* WORK TO COMPLETE:
1. Answer the following questions about the Senior Site Reliability Engineer job posting.
(a) On whose behalf does Jobgether post the position?
(b) Which reliability metrics does the role define, implement, and manage?
(c) How many years of experience does the posting require, and in which kinds of roles?
2. Extend the Senior Site Reliability Engineer job posting, picking up directly after its final line.

Senior Site Reliability Engineer (B2B Contract) in UK at Jobgether
Explore Related Opportunities
Job Description
This position is posted by Jobgether on behalf of a partner company. We are currently looking for a Senior Site Reliability Engineer (B2B Contract) in United Kingdom.
In this role, you will contribute to the reliability, scalability, and performance of mission-critical platforms supporting global healthcare operations. You’ll work within an international engineering environment focused on cloud modernization, operational excellence, and automation at scale. The position combines hands-on technical ownership with strategic collaboration across infrastructure, platform, security, and product teams. You will play a central role in improving system resilience, streamlining deployments, and enhancing observability practices across distributed environments. This opportunity is ideal for engineers who enjoy solving complex reliability challenges while working with modern cloud-native technologies. You’ll also have the chance to mentor peers, influence best practices, and help shape long-term platform reliability strategies in a highly collaborative setting.
- Lead site reliability and operational excellence initiatives across production systems and cloud-based services.
- Define, implement, and manage reliability metrics including SLIs, SLOs, SLAs, and error budgets to ensure platform stability and performance.
- Design and maintain scalable, resilient cloud-native architectures with a strong focus on automation and infrastructure reliability.
- Build and optimize Infrastructure as Code and CI/CD pipelines to improve deployment efficiency and consistency.
- Develop and maintain monitoring, logging, tracing, and alerting capabilities to enhance system observability and proactive incident response.
- Drive incident management processes, including troubleshooting, root cause analysis, post-incident reviews, and preventive improvements.
- Collaborate with cross-functional global teams across engineering, security, product, and vendor management functions.
- Support operational maturity initiatives through documentation, runbooks, automation, and continuous process optimization.
- Mentor engineers and contribute to technical knowledge sharing and reliability best practices across teams.
- Perform capacity planning, system performance analysis, and reliability assessments to ensure long-term scalability.
- 5+ years of experience in Site Reliability Engineering, Platform Engineering, DevOps, or similar infrastructure-focused roles.

[Saved entries]
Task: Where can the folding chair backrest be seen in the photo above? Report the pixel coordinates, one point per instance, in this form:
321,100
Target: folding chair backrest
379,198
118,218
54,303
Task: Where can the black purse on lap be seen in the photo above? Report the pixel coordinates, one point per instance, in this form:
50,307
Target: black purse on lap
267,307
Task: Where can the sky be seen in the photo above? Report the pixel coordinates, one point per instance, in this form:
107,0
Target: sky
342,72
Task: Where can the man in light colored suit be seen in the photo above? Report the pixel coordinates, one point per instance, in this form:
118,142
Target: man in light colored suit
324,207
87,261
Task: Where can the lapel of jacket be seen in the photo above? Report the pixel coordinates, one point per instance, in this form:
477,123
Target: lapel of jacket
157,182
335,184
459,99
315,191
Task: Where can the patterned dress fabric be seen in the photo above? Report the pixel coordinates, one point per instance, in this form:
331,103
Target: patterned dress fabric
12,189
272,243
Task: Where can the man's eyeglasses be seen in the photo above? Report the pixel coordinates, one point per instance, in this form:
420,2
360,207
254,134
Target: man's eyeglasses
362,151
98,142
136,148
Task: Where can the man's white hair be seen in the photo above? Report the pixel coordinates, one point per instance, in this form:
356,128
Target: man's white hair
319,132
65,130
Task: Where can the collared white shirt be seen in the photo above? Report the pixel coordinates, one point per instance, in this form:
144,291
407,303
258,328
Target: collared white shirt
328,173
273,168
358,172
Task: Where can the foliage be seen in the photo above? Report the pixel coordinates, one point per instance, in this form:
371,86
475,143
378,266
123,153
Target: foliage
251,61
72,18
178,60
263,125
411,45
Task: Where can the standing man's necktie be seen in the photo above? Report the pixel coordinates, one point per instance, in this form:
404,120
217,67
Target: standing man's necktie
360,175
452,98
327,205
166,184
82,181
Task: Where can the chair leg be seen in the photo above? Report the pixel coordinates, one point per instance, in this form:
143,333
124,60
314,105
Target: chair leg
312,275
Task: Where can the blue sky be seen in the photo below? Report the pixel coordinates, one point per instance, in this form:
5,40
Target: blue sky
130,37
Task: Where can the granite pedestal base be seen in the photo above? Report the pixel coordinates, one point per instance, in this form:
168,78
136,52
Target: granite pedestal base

* RESPONSE LIST:
1.
(a) A partner company.
(b) SLIs, SLOs, SLAs, and error budgets.
(c) 5+ years, in Site Reliability Engineering, Platform Engineering, DevOps, or similar infrastructure-focused roles.

2.
- Strong hands-on expertise with AWS cloud services; experience with Azure or GCP is considered an advantage.
- Proven experience using Infrastructure as Code tools such as Terraform or CloudFormation.
- Solid understanding of CI/CD pipelines, automation practices, and Git-based development workflows.
- Experience implementing and managing reliability frameworks including SLIs, SLOs, SLAs, and error budgets.
- Practical knowledge of observability and monitoring tools such as Prometheus, Grafana, ELK/EFK, OpenTelemetry, and distributed tracing solutions.
- Scripting or programming skills in Python, Go, Bash, or PowerShell.
- Strong understanding of networking concepts including VPCs, VPNs, load balancers, and firewalls.
- Familiarity with cloud security principles, compliance frameworks, and operational best practices.
- Excellent troubleshooting, communication, and stakeholder management skills within global and cross-functional environments.
- Experience in regulated industries such as healthcare or pharmaceuticals is a plus.
- Additional exposure to platform engineering, cloud-native analytics, AI/Copilot technologies, or Power Platform solutions is beneficial.
- Relevant certifications such as AWS Professional or Kubernetes certifications are considered an asset.
- Previous mentoring or leadership experience is highly valued.
- Fully remote contract opportunity based in Europe.
- Freelance / B2B contract arrangement.
- Full-time allocation with high-impact international projects.
- Opportunity to work on large-scale cloud modernization and reliability initiatives.
- Exposure to global engineering teams and advanced cloud-native technologies.
- Flexible and collaborative remote work environment.
- Planned project start between May and June.